*Quoted passage*.

#####

I’ve been on a U.S. media sabbatical for six months. I don’t miss it. And my perspective is slowly changing about my country.
Before I left Boston this year, I was a pretty voracious consumer of news media. I spent 30-45 minutes reading the Boston Globe cover to cover every day. I watched the morning newscast before work. I read my Yahoo! portal page.
Was I a media junkie? I didn’t consider myself one, if only because I didn’t watch political commentators on Fox News, CNN or MSNBC. I guess on reflection I was pretty close though.
Today, I don’t have cable or satellite television service (yet). As I wrote earlier, there’s so much content on the internet that my television functions mostly as a giant monitor for watching iTunes, or streaming TV shows from websites, or watching DVD’s. The amount of news content I consume has dwindled to a daily skim through the Yahoo! portal and occasional visits to Boston.com.
Having disengaged for a while, it now seems like U.S. media is a tempest in a teapot. For example, there is a hysteria by which journalists and commentators focus on even the most minute differences between parties on issues. It’s divisive.

#####

*Required work*.
1. In the post about the media sabbatical, how much time did the writer spend reading the Boston Globe each day before leaving Boston?
2. Sum up the post about the media sabbatical in two sentences.
3. Carry on the post about the media sabbatical from its last sentence, in the same voice.

*Information provided*.
#####

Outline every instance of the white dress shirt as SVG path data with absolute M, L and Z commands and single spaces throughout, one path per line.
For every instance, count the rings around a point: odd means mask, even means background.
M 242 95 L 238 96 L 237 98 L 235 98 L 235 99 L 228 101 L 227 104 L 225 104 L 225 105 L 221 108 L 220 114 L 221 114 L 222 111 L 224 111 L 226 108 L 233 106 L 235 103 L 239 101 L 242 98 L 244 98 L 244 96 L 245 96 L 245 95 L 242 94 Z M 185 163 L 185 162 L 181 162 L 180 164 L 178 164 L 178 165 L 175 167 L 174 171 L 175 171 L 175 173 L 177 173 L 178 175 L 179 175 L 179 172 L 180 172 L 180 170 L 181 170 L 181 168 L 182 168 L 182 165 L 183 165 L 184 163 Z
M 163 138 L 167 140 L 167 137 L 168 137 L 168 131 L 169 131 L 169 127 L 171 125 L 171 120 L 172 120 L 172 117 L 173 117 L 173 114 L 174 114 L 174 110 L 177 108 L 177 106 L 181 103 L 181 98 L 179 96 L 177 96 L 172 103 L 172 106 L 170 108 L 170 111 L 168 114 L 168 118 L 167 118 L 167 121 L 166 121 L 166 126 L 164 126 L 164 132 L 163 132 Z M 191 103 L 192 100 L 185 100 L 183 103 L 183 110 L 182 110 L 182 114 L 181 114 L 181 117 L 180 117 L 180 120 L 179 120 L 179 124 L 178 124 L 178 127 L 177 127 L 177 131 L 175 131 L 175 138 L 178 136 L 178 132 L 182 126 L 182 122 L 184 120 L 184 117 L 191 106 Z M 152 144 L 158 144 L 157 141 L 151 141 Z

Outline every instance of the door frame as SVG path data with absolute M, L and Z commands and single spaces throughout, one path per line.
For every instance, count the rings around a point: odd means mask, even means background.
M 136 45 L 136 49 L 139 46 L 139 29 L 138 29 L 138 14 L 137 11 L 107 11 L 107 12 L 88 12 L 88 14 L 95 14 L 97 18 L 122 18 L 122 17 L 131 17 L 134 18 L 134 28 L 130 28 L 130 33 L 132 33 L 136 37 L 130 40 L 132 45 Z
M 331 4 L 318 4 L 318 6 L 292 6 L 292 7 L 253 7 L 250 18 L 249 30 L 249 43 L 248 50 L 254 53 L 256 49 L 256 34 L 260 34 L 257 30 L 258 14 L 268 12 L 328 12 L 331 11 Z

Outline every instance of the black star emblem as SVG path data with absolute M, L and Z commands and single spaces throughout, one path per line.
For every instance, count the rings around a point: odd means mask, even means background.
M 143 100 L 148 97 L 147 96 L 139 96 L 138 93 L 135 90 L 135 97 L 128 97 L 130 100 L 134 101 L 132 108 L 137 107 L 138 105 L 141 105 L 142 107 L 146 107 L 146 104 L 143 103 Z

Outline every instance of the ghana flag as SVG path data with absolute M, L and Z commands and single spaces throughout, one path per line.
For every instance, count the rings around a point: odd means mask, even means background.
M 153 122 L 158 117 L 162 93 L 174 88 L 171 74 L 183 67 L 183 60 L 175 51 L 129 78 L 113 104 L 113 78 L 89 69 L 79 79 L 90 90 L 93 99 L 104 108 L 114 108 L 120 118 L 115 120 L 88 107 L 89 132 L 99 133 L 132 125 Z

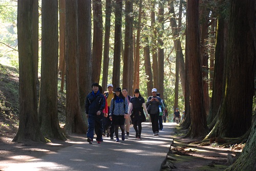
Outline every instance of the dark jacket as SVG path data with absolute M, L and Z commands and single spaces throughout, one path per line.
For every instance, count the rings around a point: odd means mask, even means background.
M 157 98 L 159 102 L 157 102 L 156 101 L 154 101 L 151 102 L 151 100 L 152 98 Z M 153 97 L 152 96 L 150 96 L 147 99 L 147 101 L 146 103 L 146 105 L 147 107 L 148 105 L 151 105 L 150 108 L 150 114 L 159 114 L 159 105 L 162 105 L 162 101 L 161 100 L 161 98 L 158 96 Z
M 92 91 L 86 99 L 86 113 L 96 114 L 99 110 L 101 111 L 105 108 L 105 97 L 99 91 L 97 93 Z

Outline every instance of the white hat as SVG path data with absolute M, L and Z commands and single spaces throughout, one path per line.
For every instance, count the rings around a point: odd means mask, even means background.
M 155 92 L 157 92 L 157 89 L 154 88 L 152 89 L 152 92 L 153 92 L 153 91 L 155 91 Z
M 109 86 L 111 86 L 111 87 L 112 87 L 114 88 L 112 84 L 108 84 L 108 85 L 106 86 L 106 88 L 108 88 Z

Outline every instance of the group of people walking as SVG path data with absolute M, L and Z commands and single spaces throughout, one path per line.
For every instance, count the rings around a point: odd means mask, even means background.
M 92 85 L 92 91 L 86 97 L 86 113 L 88 118 L 87 141 L 92 143 L 94 131 L 98 143 L 103 141 L 102 135 L 119 142 L 118 129 L 121 130 L 121 138 L 125 139 L 129 135 L 131 120 L 136 132 L 136 137 L 141 139 L 141 123 L 146 121 L 146 116 L 150 115 L 154 135 L 158 135 L 159 131 L 163 129 L 162 100 L 157 96 L 157 89 L 152 89 L 152 96 L 147 99 L 146 103 L 141 96 L 139 90 L 136 89 L 133 97 L 127 95 L 126 88 L 117 87 L 114 90 L 112 84 L 108 85 L 108 92 L 102 93 L 102 87 L 98 83 Z M 160 96 L 160 94 L 158 94 Z M 144 111 L 146 114 L 145 115 Z M 161 119 L 160 117 L 161 117 Z M 161 120 L 161 121 L 160 121 Z M 125 125 L 126 126 L 125 127 Z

#####

*Response list*.
1. 30-45 minutes, cover to cover.

2. After six months away from U.S. media, the writer doesn't miss it, though before leaving Boston they read the Boston Globe daily, watched morning news and read a Yahoo! portal page. Now, with no cable or satellite TV and news cut to a daily Yahoo! skim and occasional Boston.com visits, U.S. media seems to them a divisive tempest in a teapot that fixates on tiny differences between parties.

3.
It’s also unfortunate because it serves to distract the citizenry from the real issues. The big issues. Such as?
For one, that the U.S. is a huge net debtor to China, given its addiction to inexpensive Chinese goods (note I didn’t say cheap, or shoddy). China will surely use its vast holdings of U.S. currency to exercise its interests, and at the expense of the U.S.’
Or, that the cost of health care is materially affected by the degree to which patients receive preventative care. Waiting until you need to go to the emergency room because you couldn’t afford medical coverage is the best way to ensure costly care of what would then be an acute or chronic condition. On principle, why can’t the government incent preventative care as a form of industrial policy? After all, every country has an industrial policy with incentives designed to influence private sector behavior. This is not the orientation of the current healthcare debate.
Or, the fact that small businesses employ most of the workforce, are the source of most job creation, and are the primary means to grow out of a recession. But can you find a powerful small business lobby in Washington?
I could go on.
Americans are perplexed why other countries see America differently than it sees itself. No doubt cultural and societal differences account for part of it. But could the reason also lay with Americans’ media habits?